Exercise prompt: Line count for the string "blue" in the records below: report that figure and nothing else.

Records provided:
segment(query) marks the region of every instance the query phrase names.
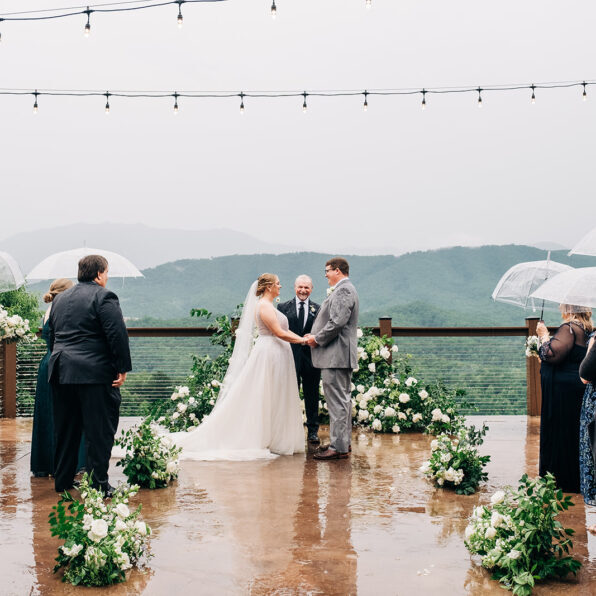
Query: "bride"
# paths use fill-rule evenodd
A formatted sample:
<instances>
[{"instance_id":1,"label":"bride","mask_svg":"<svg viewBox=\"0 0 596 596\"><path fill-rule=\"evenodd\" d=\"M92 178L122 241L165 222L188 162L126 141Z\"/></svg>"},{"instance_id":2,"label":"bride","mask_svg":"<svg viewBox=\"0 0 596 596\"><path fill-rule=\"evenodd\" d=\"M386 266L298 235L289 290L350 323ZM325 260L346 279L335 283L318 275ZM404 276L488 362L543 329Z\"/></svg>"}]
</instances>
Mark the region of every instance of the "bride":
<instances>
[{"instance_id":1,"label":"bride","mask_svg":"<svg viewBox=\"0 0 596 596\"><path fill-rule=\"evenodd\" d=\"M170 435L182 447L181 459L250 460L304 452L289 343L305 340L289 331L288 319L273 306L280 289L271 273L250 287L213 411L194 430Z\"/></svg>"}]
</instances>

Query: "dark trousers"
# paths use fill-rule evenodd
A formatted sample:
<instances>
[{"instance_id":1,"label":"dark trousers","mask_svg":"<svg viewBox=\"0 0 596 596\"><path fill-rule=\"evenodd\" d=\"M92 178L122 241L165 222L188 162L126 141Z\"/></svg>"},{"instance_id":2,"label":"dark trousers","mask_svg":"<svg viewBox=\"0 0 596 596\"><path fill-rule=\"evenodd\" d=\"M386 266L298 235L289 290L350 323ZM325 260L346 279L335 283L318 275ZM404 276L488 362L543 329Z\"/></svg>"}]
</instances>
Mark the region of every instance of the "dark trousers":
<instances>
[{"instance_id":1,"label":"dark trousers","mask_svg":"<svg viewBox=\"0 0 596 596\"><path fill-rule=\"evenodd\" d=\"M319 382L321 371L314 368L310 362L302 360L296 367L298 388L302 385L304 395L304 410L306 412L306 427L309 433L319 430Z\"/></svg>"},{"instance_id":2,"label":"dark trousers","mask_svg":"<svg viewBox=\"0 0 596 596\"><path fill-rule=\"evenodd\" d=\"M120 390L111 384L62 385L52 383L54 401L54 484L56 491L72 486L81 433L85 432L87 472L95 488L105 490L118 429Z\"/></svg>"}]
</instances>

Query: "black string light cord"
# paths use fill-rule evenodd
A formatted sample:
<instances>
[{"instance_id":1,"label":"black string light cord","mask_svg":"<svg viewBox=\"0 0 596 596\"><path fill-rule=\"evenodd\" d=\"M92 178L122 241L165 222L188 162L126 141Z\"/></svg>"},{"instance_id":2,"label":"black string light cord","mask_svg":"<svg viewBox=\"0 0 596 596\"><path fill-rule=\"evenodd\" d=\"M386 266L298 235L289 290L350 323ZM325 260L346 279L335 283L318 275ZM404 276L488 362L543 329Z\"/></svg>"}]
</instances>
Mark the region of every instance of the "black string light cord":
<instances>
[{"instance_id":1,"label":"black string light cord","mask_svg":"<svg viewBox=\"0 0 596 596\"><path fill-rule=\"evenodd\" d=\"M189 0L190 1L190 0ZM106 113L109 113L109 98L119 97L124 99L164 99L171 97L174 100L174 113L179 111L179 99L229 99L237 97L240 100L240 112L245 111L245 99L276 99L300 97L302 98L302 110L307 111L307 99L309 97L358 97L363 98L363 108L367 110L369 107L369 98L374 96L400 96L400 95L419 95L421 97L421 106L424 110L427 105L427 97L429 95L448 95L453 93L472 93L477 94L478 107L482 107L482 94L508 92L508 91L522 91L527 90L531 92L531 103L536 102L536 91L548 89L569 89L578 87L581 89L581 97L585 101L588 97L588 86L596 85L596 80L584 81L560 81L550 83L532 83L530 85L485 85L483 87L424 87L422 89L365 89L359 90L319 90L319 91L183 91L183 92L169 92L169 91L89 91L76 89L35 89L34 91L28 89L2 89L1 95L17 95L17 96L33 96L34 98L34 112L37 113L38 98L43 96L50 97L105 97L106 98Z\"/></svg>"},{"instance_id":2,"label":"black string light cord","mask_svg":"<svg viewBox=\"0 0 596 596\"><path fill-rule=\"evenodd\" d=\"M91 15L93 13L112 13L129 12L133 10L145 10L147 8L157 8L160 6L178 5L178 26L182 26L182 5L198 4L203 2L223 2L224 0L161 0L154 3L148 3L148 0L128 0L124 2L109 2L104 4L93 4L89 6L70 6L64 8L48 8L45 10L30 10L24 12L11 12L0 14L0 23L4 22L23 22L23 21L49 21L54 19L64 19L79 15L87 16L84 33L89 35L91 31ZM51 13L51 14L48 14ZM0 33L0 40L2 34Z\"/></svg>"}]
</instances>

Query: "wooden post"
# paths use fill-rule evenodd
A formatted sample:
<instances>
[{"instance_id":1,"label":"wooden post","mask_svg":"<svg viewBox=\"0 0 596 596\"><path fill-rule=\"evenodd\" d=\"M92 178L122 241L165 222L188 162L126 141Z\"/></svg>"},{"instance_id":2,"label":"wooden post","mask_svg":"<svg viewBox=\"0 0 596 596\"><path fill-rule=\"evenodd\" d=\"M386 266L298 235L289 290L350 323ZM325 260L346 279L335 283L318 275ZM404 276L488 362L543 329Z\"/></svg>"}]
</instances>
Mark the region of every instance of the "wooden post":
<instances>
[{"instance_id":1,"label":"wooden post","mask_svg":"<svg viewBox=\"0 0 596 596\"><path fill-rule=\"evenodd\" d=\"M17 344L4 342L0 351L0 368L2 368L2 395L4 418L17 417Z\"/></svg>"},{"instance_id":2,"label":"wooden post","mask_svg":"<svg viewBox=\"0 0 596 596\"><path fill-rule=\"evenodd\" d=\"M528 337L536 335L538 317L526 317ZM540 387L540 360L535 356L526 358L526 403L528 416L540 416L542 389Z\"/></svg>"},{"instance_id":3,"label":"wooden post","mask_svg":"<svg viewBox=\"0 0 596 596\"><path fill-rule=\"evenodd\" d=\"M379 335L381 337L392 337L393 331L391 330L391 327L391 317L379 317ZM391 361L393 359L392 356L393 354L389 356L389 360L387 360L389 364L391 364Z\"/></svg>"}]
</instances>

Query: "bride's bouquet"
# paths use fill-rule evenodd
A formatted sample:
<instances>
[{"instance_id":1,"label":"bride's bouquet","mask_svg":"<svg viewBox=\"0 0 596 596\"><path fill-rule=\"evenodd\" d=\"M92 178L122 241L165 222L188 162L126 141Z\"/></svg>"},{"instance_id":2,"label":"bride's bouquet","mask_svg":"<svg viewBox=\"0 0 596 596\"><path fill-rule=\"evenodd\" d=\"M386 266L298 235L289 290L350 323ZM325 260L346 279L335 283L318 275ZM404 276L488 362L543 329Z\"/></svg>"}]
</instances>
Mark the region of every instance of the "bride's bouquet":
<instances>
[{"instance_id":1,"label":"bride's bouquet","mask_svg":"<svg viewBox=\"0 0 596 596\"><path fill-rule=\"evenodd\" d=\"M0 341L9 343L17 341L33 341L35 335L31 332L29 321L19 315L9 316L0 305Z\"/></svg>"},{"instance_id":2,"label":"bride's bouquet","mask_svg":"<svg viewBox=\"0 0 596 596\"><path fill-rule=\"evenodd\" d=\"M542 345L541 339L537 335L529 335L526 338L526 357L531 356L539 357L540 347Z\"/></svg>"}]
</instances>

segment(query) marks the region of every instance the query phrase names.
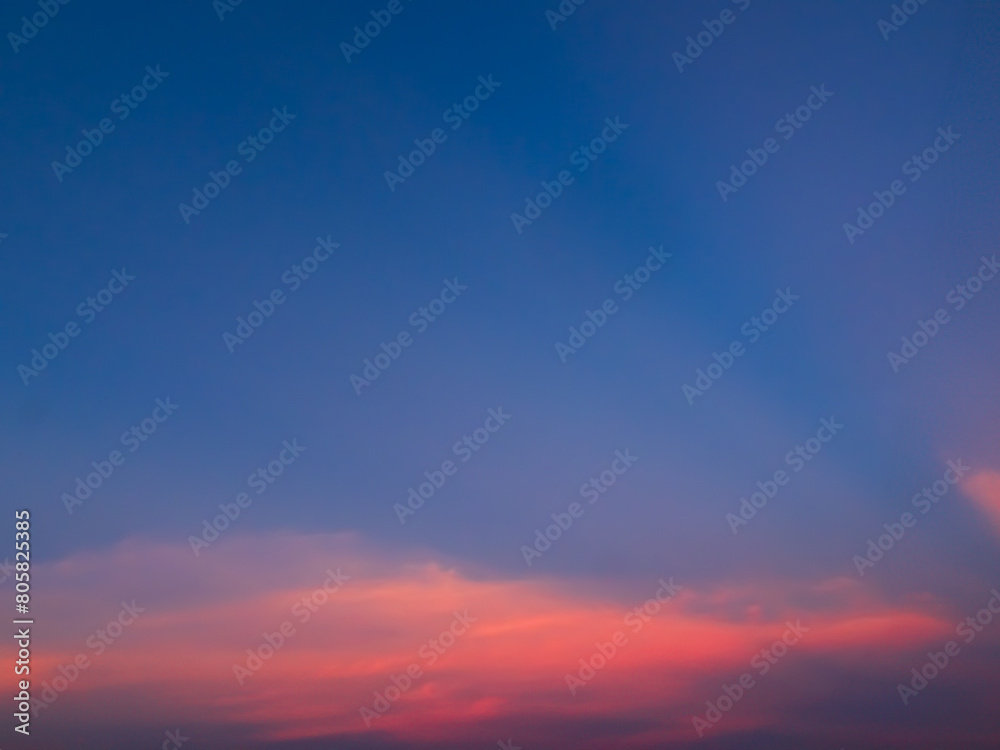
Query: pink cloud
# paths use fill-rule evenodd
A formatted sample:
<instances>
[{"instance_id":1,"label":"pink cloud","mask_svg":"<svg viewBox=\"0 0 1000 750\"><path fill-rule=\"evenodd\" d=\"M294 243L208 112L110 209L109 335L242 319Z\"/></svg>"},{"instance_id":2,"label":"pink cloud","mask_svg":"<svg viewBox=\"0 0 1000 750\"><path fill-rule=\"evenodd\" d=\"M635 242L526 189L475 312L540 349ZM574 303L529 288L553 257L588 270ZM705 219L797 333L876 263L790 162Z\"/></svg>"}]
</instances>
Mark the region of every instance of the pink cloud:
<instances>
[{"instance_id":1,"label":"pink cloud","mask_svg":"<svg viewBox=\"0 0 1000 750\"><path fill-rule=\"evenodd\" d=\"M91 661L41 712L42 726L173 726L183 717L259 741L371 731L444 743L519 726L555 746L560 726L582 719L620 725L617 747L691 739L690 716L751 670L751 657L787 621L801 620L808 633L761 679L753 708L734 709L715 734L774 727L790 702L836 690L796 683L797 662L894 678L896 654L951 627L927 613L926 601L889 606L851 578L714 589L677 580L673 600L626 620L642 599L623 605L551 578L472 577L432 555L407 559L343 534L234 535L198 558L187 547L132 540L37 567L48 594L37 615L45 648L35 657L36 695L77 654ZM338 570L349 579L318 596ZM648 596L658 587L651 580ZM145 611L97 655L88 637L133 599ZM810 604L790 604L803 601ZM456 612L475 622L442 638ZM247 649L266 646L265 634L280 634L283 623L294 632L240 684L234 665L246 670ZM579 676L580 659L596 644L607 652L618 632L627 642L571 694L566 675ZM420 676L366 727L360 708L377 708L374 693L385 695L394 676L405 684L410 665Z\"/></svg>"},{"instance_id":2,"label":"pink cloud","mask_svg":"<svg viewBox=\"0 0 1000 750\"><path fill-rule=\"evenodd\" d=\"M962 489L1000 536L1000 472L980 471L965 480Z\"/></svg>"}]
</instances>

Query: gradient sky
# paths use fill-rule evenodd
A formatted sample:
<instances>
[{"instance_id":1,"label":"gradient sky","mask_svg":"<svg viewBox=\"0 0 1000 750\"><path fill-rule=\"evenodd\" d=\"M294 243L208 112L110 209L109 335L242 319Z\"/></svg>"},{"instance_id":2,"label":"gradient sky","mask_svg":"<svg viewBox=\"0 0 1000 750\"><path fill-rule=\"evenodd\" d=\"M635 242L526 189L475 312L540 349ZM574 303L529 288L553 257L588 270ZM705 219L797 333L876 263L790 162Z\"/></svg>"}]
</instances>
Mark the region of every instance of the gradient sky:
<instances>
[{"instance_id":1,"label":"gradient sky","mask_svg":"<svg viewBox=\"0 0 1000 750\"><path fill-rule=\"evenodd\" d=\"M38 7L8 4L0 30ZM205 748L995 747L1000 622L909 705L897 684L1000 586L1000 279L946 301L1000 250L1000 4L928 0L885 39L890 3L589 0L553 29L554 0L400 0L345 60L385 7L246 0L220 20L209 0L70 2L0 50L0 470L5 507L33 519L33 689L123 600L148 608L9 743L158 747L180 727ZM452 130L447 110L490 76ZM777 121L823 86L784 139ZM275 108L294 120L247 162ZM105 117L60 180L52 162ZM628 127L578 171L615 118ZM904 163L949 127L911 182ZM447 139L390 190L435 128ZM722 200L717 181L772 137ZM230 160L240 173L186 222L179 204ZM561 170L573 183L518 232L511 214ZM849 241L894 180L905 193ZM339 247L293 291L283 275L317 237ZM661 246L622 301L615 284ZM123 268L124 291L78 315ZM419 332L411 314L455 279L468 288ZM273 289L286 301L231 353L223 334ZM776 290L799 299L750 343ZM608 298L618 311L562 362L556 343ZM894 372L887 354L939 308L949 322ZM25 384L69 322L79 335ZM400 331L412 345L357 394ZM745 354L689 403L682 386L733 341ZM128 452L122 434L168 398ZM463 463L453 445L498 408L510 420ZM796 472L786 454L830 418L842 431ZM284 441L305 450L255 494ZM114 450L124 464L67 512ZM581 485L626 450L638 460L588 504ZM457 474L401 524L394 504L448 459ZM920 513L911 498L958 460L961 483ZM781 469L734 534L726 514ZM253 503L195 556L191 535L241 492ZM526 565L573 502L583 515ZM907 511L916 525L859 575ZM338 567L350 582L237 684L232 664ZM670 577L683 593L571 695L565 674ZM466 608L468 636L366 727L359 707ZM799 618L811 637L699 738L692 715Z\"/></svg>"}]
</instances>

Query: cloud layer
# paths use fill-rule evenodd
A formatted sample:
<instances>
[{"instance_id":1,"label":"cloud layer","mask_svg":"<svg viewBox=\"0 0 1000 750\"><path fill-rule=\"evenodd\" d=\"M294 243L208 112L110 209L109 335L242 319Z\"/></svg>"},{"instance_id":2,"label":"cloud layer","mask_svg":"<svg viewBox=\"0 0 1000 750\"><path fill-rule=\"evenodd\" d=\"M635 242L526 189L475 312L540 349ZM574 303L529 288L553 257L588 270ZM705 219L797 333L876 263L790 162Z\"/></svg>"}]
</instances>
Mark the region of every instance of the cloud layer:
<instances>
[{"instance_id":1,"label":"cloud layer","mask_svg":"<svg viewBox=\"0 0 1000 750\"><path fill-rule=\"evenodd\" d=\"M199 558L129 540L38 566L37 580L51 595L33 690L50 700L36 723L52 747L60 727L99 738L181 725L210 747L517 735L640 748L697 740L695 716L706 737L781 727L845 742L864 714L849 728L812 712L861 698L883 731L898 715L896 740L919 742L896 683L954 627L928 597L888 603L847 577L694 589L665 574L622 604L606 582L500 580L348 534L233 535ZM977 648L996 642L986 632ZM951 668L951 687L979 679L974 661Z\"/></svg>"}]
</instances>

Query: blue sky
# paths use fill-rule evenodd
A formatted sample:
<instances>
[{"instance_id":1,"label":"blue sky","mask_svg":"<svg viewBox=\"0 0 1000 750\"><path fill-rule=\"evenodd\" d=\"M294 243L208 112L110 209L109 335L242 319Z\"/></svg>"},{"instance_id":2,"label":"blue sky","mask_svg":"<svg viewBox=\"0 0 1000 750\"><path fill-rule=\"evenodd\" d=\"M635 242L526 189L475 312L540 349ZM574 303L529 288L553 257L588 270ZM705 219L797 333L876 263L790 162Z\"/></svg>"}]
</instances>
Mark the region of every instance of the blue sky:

Your response: 3